>>>
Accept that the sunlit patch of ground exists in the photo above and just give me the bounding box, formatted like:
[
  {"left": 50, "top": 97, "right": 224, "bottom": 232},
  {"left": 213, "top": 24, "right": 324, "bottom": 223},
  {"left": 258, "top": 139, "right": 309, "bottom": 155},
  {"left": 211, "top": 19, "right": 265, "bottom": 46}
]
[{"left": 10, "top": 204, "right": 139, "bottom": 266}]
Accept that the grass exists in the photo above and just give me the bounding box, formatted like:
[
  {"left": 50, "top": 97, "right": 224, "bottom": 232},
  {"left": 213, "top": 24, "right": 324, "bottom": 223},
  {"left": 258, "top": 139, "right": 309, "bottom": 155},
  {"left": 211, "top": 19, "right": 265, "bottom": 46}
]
<<<
Exercise goal = Present all of the data above as a Markdown table with two columns, No. and Line. Give each nonblank line its own row, numbered in order, and omit blank lines.

Answer for this exercise =
| No. | Line |
|---|---|
| 1 | Accept that the sunlit patch of ground exists in the photo above and just give me the bounding box, formatted like: |
| 2 | [ |
| 3 |   {"left": 50, "top": 97, "right": 224, "bottom": 232}, |
| 4 |   {"left": 213, "top": 24, "right": 324, "bottom": 223}, |
| 5 |   {"left": 258, "top": 139, "right": 309, "bottom": 155}, |
| 6 |   {"left": 211, "top": 19, "right": 265, "bottom": 46} |
| 7 | ] |
| 8 | [{"left": 10, "top": 204, "right": 139, "bottom": 266}] |
| 9 | Accept that the grass exists in the photo above and just give me the bounding box, formatted like: |
| 10 | [ |
| 11 |   {"left": 50, "top": 97, "right": 224, "bottom": 232}, |
| 12 |   {"left": 213, "top": 24, "right": 324, "bottom": 223}, |
| 13 |   {"left": 258, "top": 139, "right": 309, "bottom": 155}, |
| 14 |   {"left": 211, "top": 19, "right": 265, "bottom": 46} |
| 15 | ] |